Information shown >>

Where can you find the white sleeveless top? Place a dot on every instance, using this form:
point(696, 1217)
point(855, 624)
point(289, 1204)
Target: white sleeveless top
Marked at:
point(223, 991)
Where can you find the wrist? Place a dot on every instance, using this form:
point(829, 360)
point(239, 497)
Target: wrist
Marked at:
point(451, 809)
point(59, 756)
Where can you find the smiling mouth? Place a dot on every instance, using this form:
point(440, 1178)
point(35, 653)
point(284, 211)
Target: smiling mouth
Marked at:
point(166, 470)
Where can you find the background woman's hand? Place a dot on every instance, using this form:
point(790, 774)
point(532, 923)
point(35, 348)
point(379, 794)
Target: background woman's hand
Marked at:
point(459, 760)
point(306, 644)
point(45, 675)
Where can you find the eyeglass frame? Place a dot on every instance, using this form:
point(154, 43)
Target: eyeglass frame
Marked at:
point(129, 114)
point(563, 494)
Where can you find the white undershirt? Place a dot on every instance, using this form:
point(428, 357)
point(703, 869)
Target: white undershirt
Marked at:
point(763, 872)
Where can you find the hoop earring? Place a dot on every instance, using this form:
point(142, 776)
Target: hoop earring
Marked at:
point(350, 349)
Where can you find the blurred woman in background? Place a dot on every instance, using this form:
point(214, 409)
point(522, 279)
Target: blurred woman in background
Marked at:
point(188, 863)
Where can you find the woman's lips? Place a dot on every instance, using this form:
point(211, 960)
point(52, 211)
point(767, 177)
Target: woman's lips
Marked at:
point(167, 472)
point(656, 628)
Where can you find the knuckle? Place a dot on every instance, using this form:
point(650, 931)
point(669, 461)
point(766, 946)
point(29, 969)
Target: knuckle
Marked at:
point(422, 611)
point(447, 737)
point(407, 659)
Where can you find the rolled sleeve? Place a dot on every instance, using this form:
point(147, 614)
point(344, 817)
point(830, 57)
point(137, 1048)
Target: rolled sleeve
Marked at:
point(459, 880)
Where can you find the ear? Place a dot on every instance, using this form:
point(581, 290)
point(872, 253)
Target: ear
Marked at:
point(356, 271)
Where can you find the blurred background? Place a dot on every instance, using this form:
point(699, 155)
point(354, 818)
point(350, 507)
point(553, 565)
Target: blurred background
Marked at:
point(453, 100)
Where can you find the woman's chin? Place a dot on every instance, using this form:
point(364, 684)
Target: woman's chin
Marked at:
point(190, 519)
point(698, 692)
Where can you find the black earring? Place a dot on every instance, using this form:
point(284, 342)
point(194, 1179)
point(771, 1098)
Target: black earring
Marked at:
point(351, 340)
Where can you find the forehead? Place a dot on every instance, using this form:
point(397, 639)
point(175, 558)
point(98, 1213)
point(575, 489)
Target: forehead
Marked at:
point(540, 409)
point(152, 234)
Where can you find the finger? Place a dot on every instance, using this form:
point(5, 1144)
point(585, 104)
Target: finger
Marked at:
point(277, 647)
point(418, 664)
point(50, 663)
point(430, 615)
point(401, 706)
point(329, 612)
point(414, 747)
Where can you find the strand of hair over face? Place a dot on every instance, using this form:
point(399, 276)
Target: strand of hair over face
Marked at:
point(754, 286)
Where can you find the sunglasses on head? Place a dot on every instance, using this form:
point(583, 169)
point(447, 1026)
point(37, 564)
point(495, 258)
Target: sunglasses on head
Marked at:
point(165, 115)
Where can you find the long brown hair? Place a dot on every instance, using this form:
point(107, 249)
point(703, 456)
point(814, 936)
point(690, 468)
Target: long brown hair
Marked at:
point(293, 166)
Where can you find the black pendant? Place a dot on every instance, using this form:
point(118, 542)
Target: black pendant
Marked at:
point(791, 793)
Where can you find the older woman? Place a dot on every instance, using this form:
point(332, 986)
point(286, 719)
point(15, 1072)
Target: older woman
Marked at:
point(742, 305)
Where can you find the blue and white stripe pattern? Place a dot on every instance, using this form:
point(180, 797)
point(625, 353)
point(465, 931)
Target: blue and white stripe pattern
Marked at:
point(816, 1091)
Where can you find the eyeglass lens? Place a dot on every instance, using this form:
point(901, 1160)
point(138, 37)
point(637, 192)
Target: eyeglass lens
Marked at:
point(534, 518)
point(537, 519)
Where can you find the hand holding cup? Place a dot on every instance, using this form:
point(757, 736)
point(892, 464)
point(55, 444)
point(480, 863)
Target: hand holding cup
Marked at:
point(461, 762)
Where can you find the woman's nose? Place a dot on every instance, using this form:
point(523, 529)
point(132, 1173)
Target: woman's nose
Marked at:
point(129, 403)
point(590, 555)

---

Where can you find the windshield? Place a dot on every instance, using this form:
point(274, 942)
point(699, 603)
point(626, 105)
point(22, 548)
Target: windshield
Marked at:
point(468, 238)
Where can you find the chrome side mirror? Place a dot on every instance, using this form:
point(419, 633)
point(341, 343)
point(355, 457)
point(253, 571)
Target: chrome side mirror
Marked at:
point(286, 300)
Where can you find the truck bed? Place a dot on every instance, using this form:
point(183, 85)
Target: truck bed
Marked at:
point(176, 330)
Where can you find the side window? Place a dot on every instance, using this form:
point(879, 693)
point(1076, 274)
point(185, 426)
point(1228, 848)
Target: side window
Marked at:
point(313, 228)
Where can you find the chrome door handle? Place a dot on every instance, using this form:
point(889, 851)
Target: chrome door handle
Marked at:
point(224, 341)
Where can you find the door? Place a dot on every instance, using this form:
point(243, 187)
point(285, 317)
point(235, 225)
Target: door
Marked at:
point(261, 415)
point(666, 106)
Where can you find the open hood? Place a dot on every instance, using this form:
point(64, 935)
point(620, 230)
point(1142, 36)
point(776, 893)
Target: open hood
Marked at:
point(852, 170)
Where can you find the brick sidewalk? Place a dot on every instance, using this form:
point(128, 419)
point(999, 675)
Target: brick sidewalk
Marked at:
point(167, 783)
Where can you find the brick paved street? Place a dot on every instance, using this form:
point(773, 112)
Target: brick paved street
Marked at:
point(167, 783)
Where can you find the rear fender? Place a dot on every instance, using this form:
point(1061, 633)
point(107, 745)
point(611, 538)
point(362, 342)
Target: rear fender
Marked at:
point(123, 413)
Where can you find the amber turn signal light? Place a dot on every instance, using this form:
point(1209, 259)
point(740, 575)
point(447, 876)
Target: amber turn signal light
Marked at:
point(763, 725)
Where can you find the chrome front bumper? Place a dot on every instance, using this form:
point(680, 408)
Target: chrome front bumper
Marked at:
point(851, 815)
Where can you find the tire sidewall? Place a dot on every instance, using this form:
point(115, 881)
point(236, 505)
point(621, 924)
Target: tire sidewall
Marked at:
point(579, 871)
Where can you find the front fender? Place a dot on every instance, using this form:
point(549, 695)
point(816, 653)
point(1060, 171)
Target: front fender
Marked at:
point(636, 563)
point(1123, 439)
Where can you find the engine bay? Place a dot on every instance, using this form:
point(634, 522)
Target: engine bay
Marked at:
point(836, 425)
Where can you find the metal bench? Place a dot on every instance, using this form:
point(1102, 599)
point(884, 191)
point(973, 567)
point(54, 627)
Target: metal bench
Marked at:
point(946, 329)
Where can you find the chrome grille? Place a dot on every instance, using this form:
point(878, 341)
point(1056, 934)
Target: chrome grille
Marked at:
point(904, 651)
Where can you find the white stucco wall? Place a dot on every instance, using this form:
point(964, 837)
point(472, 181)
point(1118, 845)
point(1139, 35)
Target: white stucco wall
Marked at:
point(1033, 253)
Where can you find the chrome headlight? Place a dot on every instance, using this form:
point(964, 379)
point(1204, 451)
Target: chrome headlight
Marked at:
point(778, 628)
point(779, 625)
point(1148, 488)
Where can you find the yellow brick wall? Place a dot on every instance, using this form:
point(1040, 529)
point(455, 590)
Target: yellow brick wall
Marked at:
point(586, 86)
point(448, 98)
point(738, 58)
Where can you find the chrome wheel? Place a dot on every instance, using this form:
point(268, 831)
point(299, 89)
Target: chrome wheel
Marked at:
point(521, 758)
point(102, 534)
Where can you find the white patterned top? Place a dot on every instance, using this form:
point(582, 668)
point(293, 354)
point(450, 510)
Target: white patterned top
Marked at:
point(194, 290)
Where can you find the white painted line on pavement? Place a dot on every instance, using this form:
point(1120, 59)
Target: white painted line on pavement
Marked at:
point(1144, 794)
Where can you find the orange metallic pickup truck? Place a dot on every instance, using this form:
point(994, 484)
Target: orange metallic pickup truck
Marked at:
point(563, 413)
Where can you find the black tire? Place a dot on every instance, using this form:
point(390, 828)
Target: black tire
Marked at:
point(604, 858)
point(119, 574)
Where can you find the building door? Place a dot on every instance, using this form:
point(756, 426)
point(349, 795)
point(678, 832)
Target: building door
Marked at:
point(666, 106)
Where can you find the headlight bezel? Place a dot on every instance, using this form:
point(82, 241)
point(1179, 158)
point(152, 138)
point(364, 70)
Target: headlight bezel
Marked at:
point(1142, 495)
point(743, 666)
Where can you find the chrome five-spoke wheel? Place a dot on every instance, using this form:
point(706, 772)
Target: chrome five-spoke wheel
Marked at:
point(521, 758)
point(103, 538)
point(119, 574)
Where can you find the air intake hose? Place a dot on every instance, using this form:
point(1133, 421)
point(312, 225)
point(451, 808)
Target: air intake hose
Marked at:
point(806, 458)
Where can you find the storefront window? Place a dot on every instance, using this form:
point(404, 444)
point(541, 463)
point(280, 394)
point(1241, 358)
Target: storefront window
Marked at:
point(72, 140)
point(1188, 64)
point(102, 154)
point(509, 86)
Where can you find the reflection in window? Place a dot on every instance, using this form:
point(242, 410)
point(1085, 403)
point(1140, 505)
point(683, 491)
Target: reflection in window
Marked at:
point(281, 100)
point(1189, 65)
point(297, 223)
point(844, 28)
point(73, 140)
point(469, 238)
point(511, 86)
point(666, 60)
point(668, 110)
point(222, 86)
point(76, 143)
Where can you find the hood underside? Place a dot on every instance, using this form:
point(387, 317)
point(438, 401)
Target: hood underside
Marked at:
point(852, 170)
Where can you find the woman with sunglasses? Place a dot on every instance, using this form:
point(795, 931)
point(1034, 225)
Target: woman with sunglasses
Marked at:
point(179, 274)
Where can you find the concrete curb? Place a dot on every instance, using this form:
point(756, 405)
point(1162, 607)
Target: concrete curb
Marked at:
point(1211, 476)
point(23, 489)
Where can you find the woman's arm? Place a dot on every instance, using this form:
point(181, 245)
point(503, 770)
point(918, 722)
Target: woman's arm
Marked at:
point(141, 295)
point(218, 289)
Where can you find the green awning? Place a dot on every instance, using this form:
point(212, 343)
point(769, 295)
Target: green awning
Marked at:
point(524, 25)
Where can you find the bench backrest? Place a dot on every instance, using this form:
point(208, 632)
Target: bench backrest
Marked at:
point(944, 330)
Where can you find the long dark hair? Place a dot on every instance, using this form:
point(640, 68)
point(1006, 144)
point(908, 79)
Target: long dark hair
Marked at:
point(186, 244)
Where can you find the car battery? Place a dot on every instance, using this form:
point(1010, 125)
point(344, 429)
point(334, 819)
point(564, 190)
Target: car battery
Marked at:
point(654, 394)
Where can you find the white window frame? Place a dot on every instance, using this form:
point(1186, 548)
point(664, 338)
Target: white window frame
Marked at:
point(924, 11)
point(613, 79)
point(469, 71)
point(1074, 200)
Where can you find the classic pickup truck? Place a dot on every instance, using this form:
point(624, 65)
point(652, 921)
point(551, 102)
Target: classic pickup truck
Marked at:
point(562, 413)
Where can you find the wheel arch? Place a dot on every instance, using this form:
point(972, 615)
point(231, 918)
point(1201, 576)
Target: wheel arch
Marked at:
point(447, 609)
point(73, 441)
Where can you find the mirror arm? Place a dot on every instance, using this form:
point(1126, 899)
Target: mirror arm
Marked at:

* * *

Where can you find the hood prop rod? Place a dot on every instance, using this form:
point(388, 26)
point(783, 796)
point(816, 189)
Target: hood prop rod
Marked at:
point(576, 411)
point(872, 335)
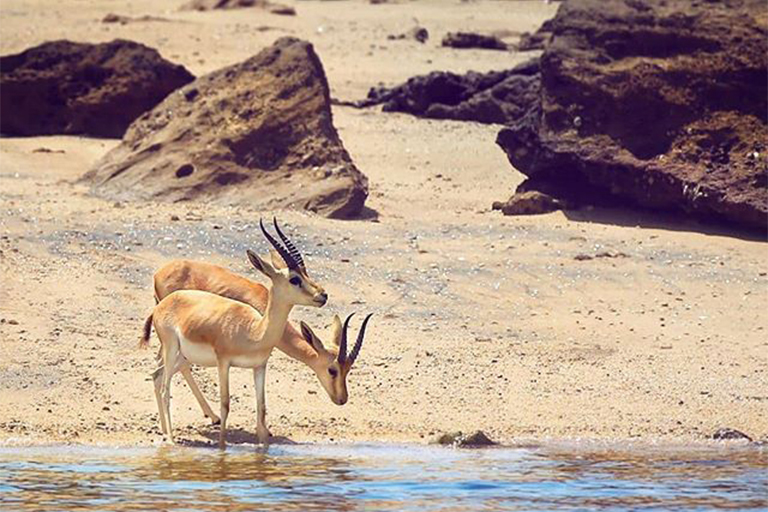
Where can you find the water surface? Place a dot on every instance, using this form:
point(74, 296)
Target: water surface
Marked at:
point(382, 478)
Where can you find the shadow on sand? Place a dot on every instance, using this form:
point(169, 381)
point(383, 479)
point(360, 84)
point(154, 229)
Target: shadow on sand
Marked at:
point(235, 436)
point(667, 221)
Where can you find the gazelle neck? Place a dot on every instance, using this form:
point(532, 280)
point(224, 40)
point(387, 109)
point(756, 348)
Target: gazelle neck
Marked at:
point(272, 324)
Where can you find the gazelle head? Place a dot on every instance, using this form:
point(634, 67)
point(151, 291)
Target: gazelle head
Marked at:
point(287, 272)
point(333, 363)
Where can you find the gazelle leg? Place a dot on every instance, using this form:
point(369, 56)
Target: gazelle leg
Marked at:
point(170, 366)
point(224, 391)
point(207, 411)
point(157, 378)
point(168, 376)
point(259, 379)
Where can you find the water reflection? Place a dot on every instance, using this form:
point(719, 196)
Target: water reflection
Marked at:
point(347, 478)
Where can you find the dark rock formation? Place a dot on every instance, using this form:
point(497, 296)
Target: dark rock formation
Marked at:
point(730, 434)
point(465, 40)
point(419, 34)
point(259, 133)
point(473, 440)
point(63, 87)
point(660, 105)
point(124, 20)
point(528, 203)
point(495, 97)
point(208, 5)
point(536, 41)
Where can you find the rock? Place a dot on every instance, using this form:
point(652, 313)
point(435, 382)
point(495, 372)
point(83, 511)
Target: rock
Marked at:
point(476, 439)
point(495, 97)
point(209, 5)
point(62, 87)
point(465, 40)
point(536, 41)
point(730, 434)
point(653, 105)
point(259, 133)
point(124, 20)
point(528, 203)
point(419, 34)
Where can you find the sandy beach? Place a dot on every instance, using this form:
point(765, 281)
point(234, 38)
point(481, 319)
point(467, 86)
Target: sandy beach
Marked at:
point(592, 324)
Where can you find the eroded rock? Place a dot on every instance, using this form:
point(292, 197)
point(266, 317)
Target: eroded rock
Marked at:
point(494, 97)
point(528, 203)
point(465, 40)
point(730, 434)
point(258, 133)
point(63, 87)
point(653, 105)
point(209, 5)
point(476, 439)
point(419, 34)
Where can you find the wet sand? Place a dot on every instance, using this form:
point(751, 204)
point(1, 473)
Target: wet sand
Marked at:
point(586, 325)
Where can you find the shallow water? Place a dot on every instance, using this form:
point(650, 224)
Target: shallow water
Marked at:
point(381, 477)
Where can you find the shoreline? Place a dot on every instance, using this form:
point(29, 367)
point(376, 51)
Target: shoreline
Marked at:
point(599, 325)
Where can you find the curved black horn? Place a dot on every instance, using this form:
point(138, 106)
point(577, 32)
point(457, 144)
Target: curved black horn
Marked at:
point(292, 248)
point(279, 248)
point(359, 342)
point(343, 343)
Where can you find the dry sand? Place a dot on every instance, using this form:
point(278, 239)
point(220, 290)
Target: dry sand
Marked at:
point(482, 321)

Your assignment >>
Return the span of lines in the data above that opens at the line with "Where can you find the white sleeveless" and closes at the line with "Target: smiling mouth", exactly, ends included, nothing else.

Answer area >>
Where can you find the white sleeveless top? Place a dot on every instance, using this form:
point(696, 1217)
point(855, 624)
point(289, 1204)
Target: white sleeveless top
Marked at:
point(223, 991)
Where can you find the wrist? Place a dot on every instance, using this form:
point(829, 360)
point(239, 497)
Target: wrist
Marked at:
point(451, 809)
point(59, 756)
Where can you find the smiling mouth? Place a dot on every instance, using this form:
point(440, 1178)
point(35, 653)
point(284, 211)
Target: smiling mouth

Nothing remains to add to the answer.